** BEGIN **

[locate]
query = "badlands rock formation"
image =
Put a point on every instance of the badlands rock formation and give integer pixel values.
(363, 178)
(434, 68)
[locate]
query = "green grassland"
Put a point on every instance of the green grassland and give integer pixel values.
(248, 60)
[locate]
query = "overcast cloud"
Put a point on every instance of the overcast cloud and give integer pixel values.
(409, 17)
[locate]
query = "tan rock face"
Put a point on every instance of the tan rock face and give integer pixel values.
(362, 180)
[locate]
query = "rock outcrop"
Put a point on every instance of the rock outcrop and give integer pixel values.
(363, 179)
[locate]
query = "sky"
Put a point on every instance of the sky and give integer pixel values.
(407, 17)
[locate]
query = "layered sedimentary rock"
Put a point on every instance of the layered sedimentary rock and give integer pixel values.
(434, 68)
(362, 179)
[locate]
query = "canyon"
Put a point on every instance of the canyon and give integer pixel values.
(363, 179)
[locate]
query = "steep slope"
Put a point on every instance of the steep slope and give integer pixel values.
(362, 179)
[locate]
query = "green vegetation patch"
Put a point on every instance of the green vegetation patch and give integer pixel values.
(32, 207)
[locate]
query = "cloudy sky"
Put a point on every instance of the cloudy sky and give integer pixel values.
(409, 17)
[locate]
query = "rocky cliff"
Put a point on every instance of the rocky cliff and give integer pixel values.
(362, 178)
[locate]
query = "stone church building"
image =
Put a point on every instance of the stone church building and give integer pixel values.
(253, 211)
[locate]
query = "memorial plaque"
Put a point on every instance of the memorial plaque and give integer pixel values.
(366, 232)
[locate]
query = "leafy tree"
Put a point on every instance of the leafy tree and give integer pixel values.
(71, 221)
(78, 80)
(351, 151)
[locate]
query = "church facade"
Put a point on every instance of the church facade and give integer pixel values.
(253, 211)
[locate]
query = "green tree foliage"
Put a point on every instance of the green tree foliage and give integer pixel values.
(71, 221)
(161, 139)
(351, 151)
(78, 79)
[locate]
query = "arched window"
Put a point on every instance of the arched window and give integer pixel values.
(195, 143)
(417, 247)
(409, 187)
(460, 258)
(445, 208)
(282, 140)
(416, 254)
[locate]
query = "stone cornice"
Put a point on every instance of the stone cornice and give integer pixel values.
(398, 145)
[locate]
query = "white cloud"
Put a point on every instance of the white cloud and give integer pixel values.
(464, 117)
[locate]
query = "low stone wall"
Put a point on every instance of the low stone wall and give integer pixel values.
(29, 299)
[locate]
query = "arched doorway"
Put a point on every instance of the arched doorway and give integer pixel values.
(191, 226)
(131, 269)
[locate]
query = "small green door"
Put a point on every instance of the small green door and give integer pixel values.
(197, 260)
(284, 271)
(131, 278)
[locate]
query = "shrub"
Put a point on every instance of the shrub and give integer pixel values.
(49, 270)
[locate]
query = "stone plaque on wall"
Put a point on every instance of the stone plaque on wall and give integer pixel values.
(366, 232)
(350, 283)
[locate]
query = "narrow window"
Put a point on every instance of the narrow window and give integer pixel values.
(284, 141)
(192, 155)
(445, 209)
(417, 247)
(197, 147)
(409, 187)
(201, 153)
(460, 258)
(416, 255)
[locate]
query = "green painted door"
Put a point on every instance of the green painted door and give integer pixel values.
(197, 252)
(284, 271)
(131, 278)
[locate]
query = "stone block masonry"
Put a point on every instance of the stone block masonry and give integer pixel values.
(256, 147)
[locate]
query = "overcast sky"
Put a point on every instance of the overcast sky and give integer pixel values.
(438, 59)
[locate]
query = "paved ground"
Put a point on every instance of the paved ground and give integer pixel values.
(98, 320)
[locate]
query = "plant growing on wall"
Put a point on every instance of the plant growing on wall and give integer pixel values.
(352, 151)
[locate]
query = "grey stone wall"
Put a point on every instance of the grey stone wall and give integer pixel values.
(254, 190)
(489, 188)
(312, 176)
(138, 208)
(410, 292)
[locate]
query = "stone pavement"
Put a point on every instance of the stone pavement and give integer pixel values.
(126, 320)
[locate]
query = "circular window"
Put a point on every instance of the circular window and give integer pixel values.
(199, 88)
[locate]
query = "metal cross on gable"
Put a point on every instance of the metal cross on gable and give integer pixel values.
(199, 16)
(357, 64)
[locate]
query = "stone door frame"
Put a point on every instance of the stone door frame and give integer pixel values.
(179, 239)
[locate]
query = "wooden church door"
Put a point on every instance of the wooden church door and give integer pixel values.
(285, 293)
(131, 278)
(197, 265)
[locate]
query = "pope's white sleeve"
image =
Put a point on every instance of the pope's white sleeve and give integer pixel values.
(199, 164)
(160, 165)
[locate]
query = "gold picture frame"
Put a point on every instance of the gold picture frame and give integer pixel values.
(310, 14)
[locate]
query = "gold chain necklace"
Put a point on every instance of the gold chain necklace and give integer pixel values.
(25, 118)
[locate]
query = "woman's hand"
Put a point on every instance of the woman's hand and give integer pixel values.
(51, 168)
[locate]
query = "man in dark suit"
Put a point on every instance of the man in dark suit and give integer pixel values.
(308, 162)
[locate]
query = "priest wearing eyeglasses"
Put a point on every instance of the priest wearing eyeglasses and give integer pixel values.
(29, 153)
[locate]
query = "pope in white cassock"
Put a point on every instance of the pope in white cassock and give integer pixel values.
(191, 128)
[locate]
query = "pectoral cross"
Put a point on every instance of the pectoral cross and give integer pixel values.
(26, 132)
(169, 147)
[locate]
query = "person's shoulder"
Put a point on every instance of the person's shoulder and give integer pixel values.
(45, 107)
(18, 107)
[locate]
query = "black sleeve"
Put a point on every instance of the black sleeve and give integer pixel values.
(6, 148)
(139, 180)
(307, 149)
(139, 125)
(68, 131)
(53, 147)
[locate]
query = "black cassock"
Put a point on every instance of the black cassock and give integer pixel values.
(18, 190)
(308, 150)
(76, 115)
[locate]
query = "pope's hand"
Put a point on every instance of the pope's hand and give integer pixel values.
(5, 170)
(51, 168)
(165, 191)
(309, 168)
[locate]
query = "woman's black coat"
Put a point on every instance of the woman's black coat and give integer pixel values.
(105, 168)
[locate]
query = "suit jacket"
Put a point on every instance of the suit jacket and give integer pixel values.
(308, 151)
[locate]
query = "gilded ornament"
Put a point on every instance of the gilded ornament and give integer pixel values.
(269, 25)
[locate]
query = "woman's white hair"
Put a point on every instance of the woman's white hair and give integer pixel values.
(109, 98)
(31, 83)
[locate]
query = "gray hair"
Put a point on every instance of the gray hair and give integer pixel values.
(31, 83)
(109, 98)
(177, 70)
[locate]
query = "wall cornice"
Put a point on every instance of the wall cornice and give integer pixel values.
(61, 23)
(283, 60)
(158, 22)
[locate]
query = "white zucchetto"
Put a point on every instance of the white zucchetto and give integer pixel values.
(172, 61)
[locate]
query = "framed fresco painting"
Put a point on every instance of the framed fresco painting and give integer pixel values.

** END **

## Exercise aim
Quote all of the entries verbatim.

## In response
[locate]
query = "badlands rock formation"
image =
Put a point on every instance of the badlands rock formation and give integer pixel values.
(363, 178)
(434, 68)
[locate]
query = "green grassland"
Put a point on every instance of the green grassland and give integer pixel values.
(248, 60)
[locate]
query = "overcast cloud"
Put a point on every instance of the overcast cloud and give integer pixel values.
(409, 17)
[locate]
query = "tan rock face"
Put a point on every instance of the tan rock face and give integer pixel values.
(362, 180)
[locate]
query = "rock outcrop"
Put a point on every instance of the rock outcrop and give integer pixel values.
(363, 179)
[locate]
query = "sky"
Put a point on every instance of the sky and give integer pixel values.
(407, 17)
[locate]
query = "layered sedimentary rock"
Put a point on every instance of the layered sedimentary rock and give integer pixel values.
(434, 68)
(362, 179)
[locate]
query = "canyon"
Put a point on every instance of the canyon and give integer pixel values.
(363, 179)
[locate]
query = "steep slope"
Put a point on every instance of the steep slope and give integer pixel values.
(362, 179)
[locate]
query = "green vegetation patch"
Put a point on every instance of the green vegetation patch and give integer pixel values.
(32, 207)
[locate]
query = "cloudy sky"
Put a point on every instance of the cloudy sky and give integer pixel values.
(409, 17)
[locate]
query = "rocky cliff"
Put a point on every instance of the rocky cliff and give integer pixel values.
(362, 178)
[locate]
query = "stone church building"
image =
Put a point on every instance of the stone church building and give integer pixel values.
(253, 211)
[locate]
query = "memorial plaque"
Put a point on every instance of the memorial plaque and give integer pixel values.
(366, 232)
[locate]
query = "leafy tree"
Put a point on every instance of the leafy tree and give integer pixel values.
(71, 221)
(78, 80)
(351, 151)
[locate]
query = "church facade"
Put a point on every instance of the church facade and give integer pixel values.
(253, 211)
[locate]
query = "green tree foliage"
Put a point on every instance of the green tree foliage and give integer pixel values.
(71, 221)
(161, 139)
(351, 151)
(78, 79)
[locate]
query = "arched window"
Put a point on every instance of the arched window and give integer pixel values.
(195, 143)
(417, 247)
(409, 187)
(460, 258)
(445, 208)
(282, 140)
(416, 254)
[locate]
query = "stone cornice"
Put a point on every instance of the stone cornice and give integer pixel values.
(398, 145)
[locate]
query = "white cloud"
Put a point on every instance of the white cloud and give integer pixel values.
(464, 117)
[locate]
query = "low stone wall"
Put a point on every instance of the low stone wall and give integer pixel values.
(29, 299)
[locate]
query = "arched doorway"
Put a point on every instance of the arched doorway and give integer pixel values.
(191, 226)
(131, 269)
[locate]
query = "small green door"
Put a point on every instance of the small green door and give integer pixel values.
(197, 260)
(284, 271)
(131, 278)
[locate]
query = "shrub"
Put a point on every instance of the shrub and give integer pixel values.
(49, 270)
[locate]
query = "stone plaque on wall"
Put a point on every instance of the stone plaque on wall and give integer pixel values.
(366, 232)
(350, 283)
[locate]
query = "narrow window"
Put a point on every instance of the narrow window and give integer pixel values.
(284, 141)
(192, 155)
(445, 209)
(417, 247)
(197, 147)
(409, 187)
(201, 153)
(460, 258)
(416, 255)
[locate]
query = "green painted door"
Put a point on every instance of the green painted door and give integer pixel values.
(197, 252)
(284, 271)
(131, 278)
[locate]
query = "stone block masonry"
Put a point on every instance of the stone block masonry and give integer pixel values.
(256, 147)
[locate]
query = "overcast sky"
Put a point on every instance of the overcast sky and give integer pixel values.
(438, 59)
[locate]
query = "paved ground"
Put a point on every instance of the paved ground and give integer pixel values.
(98, 320)
[locate]
query = "plant growing on wall"
Put a point on every instance of the plant growing on wall and give integer pixel values.
(352, 151)
[locate]
query = "grey stone wall"
Put a point on every instance of the grey stone wall and give integer pixel values.
(254, 190)
(489, 188)
(312, 176)
(138, 208)
(410, 292)
[locate]
query = "stone pavement"
Put a point on every instance of the stone pavement and give integer pixel values.
(126, 320)
[locate]
query = "circular window"
Put a point on every instance of the circular window and give integer pixel values.
(199, 88)
[locate]
query = "metal cross on gable"
Put a point on every instance of the metal cross on gable and give integer pixel values.
(199, 16)
(357, 64)
[locate]
query = "stone door frame"
Put a point on every instance of the stone door frame and give integer pixel values.
(179, 239)
[locate]
query = "wooden church door"
Put a point on every instance of the wooden church door and give integer pixel values.
(285, 293)
(131, 278)
(197, 265)
[locate]
query = "pope's white sleeve"
image =
Put a point on every instance of the pope's white sleeve and give integer pixel values.
(199, 164)
(160, 165)
[locate]
query = "gold picture frame"
Put a point on every instance of the gold picture frame and give integer pixel values.
(310, 14)
[locate]
query = "gold chain necklace"
Put a point on every instance of the gold chain necklace and give integer pixel values.
(25, 118)
[locate]
query = "woman's hand"
Put a point on every instance of the woman's hand and give integer pixel values.
(51, 168)
[locate]
query = "man in dark suit"
Put a point on every instance of the man in dark suit and give integer pixel values.
(308, 162)
[locate]
query = "priest wearing eyeglasses"
Put a point on every instance of the priest wearing eyeglasses and give integer pixel values.
(29, 153)
[locate]
query = "pope in white cassock"
Put a point on every instance of the pope in white cassock and give integer pixel values.
(191, 128)
[locate]
query = "pectoral cross"
Put a point on every instance of the pectoral cross and give integer pixel values.
(26, 132)
(169, 147)
[locate]
query = "person's shoulder"
Put a point on every instance of the person's shoulder and give integer pixel values.
(45, 107)
(18, 107)
[locate]
query = "black sleeve"
Put a point on every instance of the black sleeve and give integer pixel values.
(6, 148)
(139, 180)
(307, 149)
(139, 125)
(68, 131)
(53, 147)
[locate]
query = "black cassock"
Put a point on every instance of the black cassock and give integer pixel values.
(18, 190)
(308, 150)
(76, 115)
[locate]
query = "pope's hand"
Put a point on every instance of the pope's hand and give integer pixel values.
(5, 170)
(51, 168)
(165, 191)
(309, 168)
[locate]
query = "woman's black coat"
Put a point on every instance of the woman's black coat and give integer pixel values.
(105, 168)
[locate]
query = "suit jacket"
Put a point on every instance of the suit jacket and give integer pixel values.
(308, 151)
[locate]
query = "gilded ornament"
Put a point on every instance of the gilded ornament and give integer pixel values.
(269, 25)
[locate]
query = "woman's white hair"
Put a point on every instance of the woman's white hair and give integer pixel values.
(109, 98)
(31, 83)
[locate]
query = "gray hair"
Put a point on every instance of the gray hair and give integer pixel values.
(31, 83)
(109, 98)
(177, 70)
[locate]
query = "wall cornice"
Put a point on every instance of the wall cornice and give integer pixel values.
(61, 23)
(283, 60)
(158, 22)
[locate]
query = "white zucchetto"
Put a point on every instance of the white zucchetto and give integer pixel values.
(172, 61)
[locate]
query = "framed fresco painting"
Put a point on every instance of the framed fresco painting and give integer pixel values.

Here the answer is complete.